▶ Activity
Copy all the data exactly, except the pictures.

Dataset entries
--------------------------------
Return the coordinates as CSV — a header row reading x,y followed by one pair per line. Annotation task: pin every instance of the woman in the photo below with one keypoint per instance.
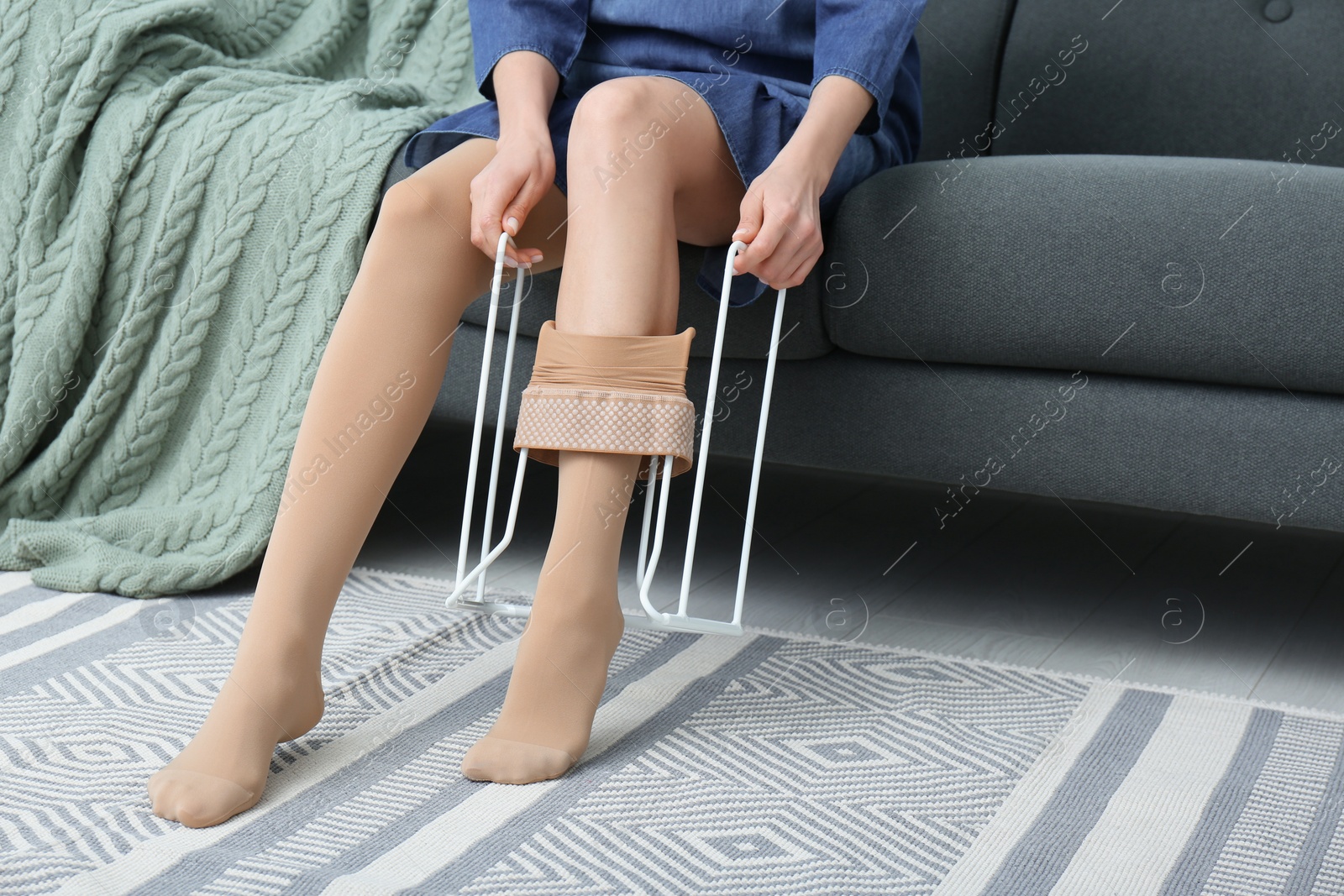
x,y
612,129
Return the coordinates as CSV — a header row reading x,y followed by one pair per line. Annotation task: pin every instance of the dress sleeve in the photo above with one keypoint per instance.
x,y
866,42
554,29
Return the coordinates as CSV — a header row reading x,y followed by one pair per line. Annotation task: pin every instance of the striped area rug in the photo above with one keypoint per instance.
x,y
765,763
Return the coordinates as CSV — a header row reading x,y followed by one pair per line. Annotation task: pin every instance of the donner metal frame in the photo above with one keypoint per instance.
x,y
651,617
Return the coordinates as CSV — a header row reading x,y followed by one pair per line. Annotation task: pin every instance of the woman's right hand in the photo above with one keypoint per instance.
x,y
507,188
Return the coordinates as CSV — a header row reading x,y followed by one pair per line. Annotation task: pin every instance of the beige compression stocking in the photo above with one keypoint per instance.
x,y
369,403
597,406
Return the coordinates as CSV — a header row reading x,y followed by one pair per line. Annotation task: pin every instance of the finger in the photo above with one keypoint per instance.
x,y
517,212
800,270
488,217
749,226
797,249
761,254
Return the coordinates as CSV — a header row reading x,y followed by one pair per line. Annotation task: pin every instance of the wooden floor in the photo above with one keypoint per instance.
x,y
1155,598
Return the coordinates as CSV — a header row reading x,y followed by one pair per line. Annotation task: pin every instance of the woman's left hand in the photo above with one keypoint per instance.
x,y
781,222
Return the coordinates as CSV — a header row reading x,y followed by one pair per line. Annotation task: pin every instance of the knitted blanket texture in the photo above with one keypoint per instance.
x,y
186,197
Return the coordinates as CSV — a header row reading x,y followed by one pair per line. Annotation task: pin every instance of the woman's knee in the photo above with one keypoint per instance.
x,y
616,130
438,196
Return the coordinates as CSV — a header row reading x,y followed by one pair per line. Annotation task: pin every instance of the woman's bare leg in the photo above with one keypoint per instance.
x,y
620,278
371,396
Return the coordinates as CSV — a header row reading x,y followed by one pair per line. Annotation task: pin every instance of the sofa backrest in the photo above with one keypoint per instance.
x,y
960,43
1222,78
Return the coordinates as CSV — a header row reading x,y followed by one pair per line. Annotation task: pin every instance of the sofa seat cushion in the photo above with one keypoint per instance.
--------------------------------
▶ Finished task
Return the coordinates as CSV — a header row reading x,y followed by one pair per line. Annotation task: pin every instance of the woman in the photo below with one keypoint per instance.
x,y
612,129
Return the coordinates as CSV — a header row reading x,y followed by one pair per line. Annotation task: pin every instance of the dress sleeve in the photo above with one keypoint per instance.
x,y
866,42
554,29
Return the coordinates as CSV — a header row reading x,y followed by one pair per line. Annotation task: pin every instance of the striped area rug in the photo above with one keypoint per instance.
x,y
765,763
Return the coordinates as CSV — a header row reading x,y followed by one pair per line. Annotation task: pin every instance of the donner metal frame in the photo above with one keypoint per instance.
x,y
651,617
Return the coordinates as CSV — a header row reading x,y followed by one pair per line. Annotation task: pin every instance of the woman's right hand in the photo above with one keypoint per instance.
x,y
507,188
Return the coordinates as CSV — a header row reading x,y followed by one pair per line. Annotation task: pin every instance of the beige compression stocking in the photo above with one keypoint per instance.
x,y
369,403
597,406
Return the coordinates as CSV — a header row reading x,y followed by one pair per line. Annotation task: pin every instance of the finger in the photo above with one keypoint per instance.
x,y
517,212
800,270
488,217
749,226
797,249
761,254
Return the coordinates as CSV — a header row reading x,y followed by one pair per line. Annotation task: pin every instance of the wooden floor in the photo above with one keypoint per instance.
x,y
1155,598
Return the coordinates as CSV — a header row reading x,y followed by one pair per line. Annotation task: pin every instance of the woman's left hand in the photo above with one keypoint per instance.
x,y
781,222
Return the coordinates as CSV — a header row reading x,y followed by one pair per line. Annotation task: pin every instance of the knitted blanket texture in the photo above with one keypoint per instance.
x,y
186,197
Return the coordinates as CSV — a header row reading x,y followed by one pair per line. Annotation task: pin every instance of the woman's knee in the photo above with one keypoint per instance.
x,y
616,130
438,196
Return the coordinates as CSV — a header row reading x,y followed by one pair per line. Annotation task: pin every instance of the woman's bare leg in the photo above with one keypoint per instance.
x,y
620,278
371,396
Return the coordinates as CSV — a header row reading x,y followed by one pair per line. Annotation task: pin every instance of the sofa backrest in the photo above with one keypoint per instance.
x,y
960,43
1222,78
Return the coordinates as CSV — a header row reading x,y followed by one pair per line. Annotation task: pin every instance of the sofa seat cushion in the photo above with one keypoint per instance.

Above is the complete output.